Each entry has to be copied exactly, with nothing missed.

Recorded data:

::::::

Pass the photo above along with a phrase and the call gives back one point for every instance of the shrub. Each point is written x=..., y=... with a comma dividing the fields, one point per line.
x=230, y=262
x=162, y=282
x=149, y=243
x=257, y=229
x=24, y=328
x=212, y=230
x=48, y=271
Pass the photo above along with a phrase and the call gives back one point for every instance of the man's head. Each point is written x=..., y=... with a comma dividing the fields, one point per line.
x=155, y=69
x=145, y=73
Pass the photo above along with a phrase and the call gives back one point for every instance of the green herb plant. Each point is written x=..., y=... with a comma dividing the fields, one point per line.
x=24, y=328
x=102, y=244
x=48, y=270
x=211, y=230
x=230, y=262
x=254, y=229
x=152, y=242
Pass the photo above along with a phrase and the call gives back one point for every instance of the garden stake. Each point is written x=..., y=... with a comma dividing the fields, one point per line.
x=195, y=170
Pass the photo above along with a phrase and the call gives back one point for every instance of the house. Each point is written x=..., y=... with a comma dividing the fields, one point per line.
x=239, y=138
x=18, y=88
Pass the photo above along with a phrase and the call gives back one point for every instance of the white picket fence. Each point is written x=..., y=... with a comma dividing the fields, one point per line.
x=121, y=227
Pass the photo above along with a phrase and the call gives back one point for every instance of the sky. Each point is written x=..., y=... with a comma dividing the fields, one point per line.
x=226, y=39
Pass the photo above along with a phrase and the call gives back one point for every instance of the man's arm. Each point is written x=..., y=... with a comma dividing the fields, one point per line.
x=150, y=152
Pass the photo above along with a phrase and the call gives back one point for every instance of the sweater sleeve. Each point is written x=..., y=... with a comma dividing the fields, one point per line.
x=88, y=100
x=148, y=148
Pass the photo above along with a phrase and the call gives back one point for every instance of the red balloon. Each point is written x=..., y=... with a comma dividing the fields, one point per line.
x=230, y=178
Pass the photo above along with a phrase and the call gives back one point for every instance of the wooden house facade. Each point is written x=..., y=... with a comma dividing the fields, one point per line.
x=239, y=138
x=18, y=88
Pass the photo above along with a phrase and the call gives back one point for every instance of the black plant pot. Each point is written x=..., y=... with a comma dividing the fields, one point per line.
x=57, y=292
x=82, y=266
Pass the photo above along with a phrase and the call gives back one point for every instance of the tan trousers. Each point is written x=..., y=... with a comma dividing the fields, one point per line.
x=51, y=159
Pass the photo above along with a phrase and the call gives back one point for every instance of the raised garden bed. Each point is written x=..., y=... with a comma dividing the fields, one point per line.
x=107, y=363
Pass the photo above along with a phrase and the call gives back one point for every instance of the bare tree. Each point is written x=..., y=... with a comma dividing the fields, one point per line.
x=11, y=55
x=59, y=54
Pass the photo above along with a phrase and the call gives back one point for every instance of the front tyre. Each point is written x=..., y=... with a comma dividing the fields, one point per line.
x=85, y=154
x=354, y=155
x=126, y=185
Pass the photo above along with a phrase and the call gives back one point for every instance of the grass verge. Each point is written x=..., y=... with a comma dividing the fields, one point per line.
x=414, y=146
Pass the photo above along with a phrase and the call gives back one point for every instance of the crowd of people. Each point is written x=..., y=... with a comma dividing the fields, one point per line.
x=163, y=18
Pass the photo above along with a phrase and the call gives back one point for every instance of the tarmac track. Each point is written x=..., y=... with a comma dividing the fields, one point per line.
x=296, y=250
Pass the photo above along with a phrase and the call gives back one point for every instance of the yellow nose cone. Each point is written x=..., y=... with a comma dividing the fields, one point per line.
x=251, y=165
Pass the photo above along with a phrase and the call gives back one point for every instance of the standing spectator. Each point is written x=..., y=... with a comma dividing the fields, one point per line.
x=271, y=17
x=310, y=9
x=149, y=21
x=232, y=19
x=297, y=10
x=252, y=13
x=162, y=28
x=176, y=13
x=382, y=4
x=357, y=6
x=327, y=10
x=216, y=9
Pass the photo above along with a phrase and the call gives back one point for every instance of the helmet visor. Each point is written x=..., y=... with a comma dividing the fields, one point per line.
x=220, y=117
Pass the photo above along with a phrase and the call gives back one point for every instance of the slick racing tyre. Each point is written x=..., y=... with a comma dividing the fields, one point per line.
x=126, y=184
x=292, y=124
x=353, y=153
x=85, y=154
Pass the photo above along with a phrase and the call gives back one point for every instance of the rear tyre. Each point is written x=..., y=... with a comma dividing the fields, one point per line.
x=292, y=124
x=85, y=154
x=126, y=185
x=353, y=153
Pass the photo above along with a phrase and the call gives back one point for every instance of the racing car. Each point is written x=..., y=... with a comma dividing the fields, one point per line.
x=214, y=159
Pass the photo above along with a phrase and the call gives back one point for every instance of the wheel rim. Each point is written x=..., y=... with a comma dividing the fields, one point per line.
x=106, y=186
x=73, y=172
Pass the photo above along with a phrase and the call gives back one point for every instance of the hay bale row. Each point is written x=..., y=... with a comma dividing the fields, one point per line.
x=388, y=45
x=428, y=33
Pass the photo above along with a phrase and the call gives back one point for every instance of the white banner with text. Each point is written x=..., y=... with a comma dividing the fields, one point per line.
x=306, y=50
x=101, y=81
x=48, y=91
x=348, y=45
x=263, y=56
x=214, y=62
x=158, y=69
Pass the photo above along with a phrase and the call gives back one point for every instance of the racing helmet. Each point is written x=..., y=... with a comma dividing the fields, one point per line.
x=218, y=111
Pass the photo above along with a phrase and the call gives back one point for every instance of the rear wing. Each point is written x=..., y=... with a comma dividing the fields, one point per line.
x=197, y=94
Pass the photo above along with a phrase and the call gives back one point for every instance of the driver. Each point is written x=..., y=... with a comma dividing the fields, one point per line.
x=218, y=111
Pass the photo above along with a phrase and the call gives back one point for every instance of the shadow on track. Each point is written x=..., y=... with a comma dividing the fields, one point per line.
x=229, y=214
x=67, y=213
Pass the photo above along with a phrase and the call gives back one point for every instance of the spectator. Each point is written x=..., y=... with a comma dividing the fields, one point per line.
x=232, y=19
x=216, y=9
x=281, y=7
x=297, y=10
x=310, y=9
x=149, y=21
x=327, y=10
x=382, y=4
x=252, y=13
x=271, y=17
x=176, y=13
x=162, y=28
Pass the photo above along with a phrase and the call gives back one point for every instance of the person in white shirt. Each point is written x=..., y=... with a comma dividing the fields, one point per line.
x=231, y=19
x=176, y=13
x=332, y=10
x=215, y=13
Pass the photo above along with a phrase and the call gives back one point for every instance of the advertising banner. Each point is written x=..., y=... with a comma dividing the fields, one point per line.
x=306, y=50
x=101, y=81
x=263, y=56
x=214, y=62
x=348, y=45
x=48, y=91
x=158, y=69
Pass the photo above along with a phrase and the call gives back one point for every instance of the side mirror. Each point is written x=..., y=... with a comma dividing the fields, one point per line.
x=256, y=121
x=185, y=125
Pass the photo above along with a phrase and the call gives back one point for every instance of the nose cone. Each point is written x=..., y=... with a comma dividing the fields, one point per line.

::::::

Full output:
Pass the photo above along with a phrase and the call gives back one point for every instance of the shrub. Each point is written x=..., y=... with a comma dividing the fields, one point per line.
x=230, y=262
x=162, y=282
x=149, y=243
x=257, y=229
x=24, y=328
x=212, y=230
x=48, y=271
Pass the photo above along with a phrase and the call gives back one point for every instance of the man's head. Each point is written x=..., y=... with a comma dividing the fields, one point per line.
x=155, y=69
x=145, y=73
Pass the photo above along with a phrase and the call gives back one point for every instance of the green herb plant. Each point is written x=..., y=... with a comma dividing the fields, one point per line.
x=24, y=328
x=102, y=244
x=48, y=270
x=211, y=230
x=230, y=262
x=254, y=229
x=152, y=242
Pass the photo above along with a phrase and the call gives back one point for every instance of the garden stake. Each point is written x=..., y=... with a comma dividing the fields, one point per line.
x=195, y=170
Pass the photo above along with a phrase and the call gives back one point for every instance of the house. Each point is written x=..., y=... with a comma dividing the fields, one point per line.
x=239, y=138
x=18, y=88
Pass the photo above along with a phrase and the call gives back one point for every instance of the white picket fence. Each point is written x=..., y=... with a comma dividing the fields, one point per line.
x=121, y=227
Pass the photo above along with a phrase and the call gives back one point for every instance of the sky. Each point is written x=..., y=... with a comma dividing the fields, one point per line.
x=226, y=39
Pass the photo above along with a phrase and the call gives back one point for every instance of the man's arm. Each point is written x=..., y=... with a comma dividing the fields, one point per line.
x=150, y=152
Pass the photo above along with a phrase and the call gives back one point for every instance of the sweater sleeve. Each point is written x=..., y=... with a comma dividing the fields, one point per line.
x=88, y=100
x=148, y=148
Pass the photo above along with a phrase and the call gives back one point for every instance of the red balloon. Each point is written x=..., y=... with a comma dividing the fields, one point per line.
x=230, y=178
Pass the photo above along with a phrase and the call gives back one point for every instance of the wooden house facade. Each point is written x=..., y=... with a comma dividing the fields, one point per line.
x=239, y=138
x=18, y=88
Pass the photo above along with a phrase and the call gives back one point for every instance of the black plant pot. Each point is written x=..., y=... with a comma dividing the fields, one point per line.
x=57, y=292
x=82, y=266
Pass the photo above along with a phrase and the call gives back one point for every instance of the tan trousers. Each point is written x=..., y=... with a comma dividing the fields, one point per line.
x=51, y=159
Pass the photo above along with a phrase and the call gives back one point for every instance of the raised garden bed. Each point is written x=..., y=... with a comma dividing the fields, one point per line.
x=107, y=363
Pass the photo above along with a phrase and the call gives back one point for every instance of the bare tree. Each point is written x=..., y=... with a comma dividing the fields, one point per line.
x=11, y=55
x=59, y=54
Pass the photo above along with a phrase and the call gives back one point for every instance of the front tyre. Each point is written x=..., y=... with a comma dividing the fields, one point per line.
x=85, y=154
x=354, y=155
x=126, y=185
Pass the photo above along with a phrase and the call gives back one point for every instance of the grass verge. Each point is written x=..., y=... with a comma dividing the fields, one point per line.
x=414, y=146
Pass the photo above along with a phrase and the call gives back one point for every instance of the crowd of people. Each point is written x=..., y=... with a comma dividing the fields, one point per line.
x=163, y=18
Pass the photo above along with a phrase and the call gives back one point for every instance of the tarmac track. Each point is written x=..., y=... with a comma dividing the fields, one point per line.
x=296, y=250
Pass the photo above along with a phrase and the call gives back one point for every instance of the yellow nose cone. Each point is written x=..., y=... with a comma dividing the fields, one point per line.
x=251, y=165
Pass the photo above along with a phrase and the call gives back one point for every instance of the standing spectator. Each point is written x=..., y=... with a comma dividing the fields, one point per line.
x=271, y=17
x=310, y=9
x=149, y=21
x=232, y=19
x=297, y=10
x=252, y=13
x=162, y=28
x=176, y=13
x=382, y=4
x=357, y=6
x=327, y=10
x=216, y=9
Pass the photo above along with a phrase and the call gives back one point for every instance of the helmet visor. Each point is written x=..., y=... with a comma dividing the fields, one point per line.
x=220, y=117
Pass the photo above along with a phrase and the call gives back one point for every instance of the slick racing tyre. Each point is written x=..., y=... with a comma dividing the fields, one point per line.
x=126, y=184
x=292, y=124
x=353, y=153
x=85, y=154
Pass the photo above along with a phrase and the call gives back one point for every instance of the rear tyre. Each point is written x=..., y=... with a comma dividing the fields, one point per line.
x=292, y=124
x=85, y=154
x=126, y=185
x=353, y=153
Pass the photo above along with a phrase and the call gives back one point for every instance of the racing car. Each point is written x=..., y=... with a comma dividing the fields, one point per line.
x=214, y=159
Pass the photo above along with a phrase and the call gives back one point for every instance of the wheel rim. Each point is written x=..., y=... with a comma dividing the fields, one point per line.
x=106, y=186
x=73, y=172
Pass the photo above along with a phrase and the call gives back one point for every instance of the hay bale row. Each point is written x=..., y=... with a comma dividing the fields, one point per line.
x=388, y=45
x=428, y=33
Pass the photo above along with a phrase and the call gives back one point for every instance of the white banner with text. Each point is written x=..., y=... with a comma dividing the fields, one point per line.
x=306, y=50
x=101, y=81
x=48, y=91
x=348, y=45
x=263, y=56
x=214, y=62
x=158, y=69
Pass the photo above along with a phrase and the call gives back one point for every instance of the racing helmet. Each point is written x=..., y=... with a comma dividing the fields, one point per line.
x=218, y=111
Pass the photo above along with a phrase and the call gives back one point for every instance of the rear wing. Each point is written x=..., y=... with a comma dividing the fields, one point per line.
x=197, y=94
Pass the photo above along with a phrase and the call gives back one point for every instance of the driver. Each point is written x=..., y=... with a comma dividing the fields, one point per line.
x=218, y=111
Pass the photo above along with a phrase and the call gives back one point for every instance of the shadow on track. Each point is written x=..., y=... with a comma dividing the fields, one point per line.
x=229, y=214
x=67, y=213
Pass the photo above along with a phrase and the call gives back one point for every instance of the spectator. Each point is written x=..., y=... with a comma dividing the fields, one point per line.
x=232, y=19
x=216, y=9
x=281, y=7
x=297, y=10
x=310, y=9
x=149, y=21
x=327, y=10
x=382, y=4
x=252, y=13
x=271, y=17
x=176, y=13
x=162, y=28
Pass the photo above along with a phrase and the call gives back one point for every instance of the person in white shirt. Each point is written x=..., y=... with a comma dividing the fields, one point per line.
x=231, y=19
x=176, y=13
x=332, y=10
x=215, y=13
Pass the photo above along with a phrase and the call gives back one point for every instance of the advertising banner. Each point is written x=..., y=... with a comma dividing the fields, one point per line.
x=306, y=50
x=101, y=81
x=263, y=56
x=214, y=62
x=348, y=45
x=48, y=91
x=158, y=69
Pass the photo above along with a phrase and the call gives back one point for every instance of the side mirror. Each point is written x=..., y=... with a comma dividing the fields, one point per line.
x=256, y=121
x=185, y=125
Pass the photo above along with a phrase and the call gives back one point for every instance of the nose cone. Each point is written x=..., y=... with a comma dividing the fields, one point per line.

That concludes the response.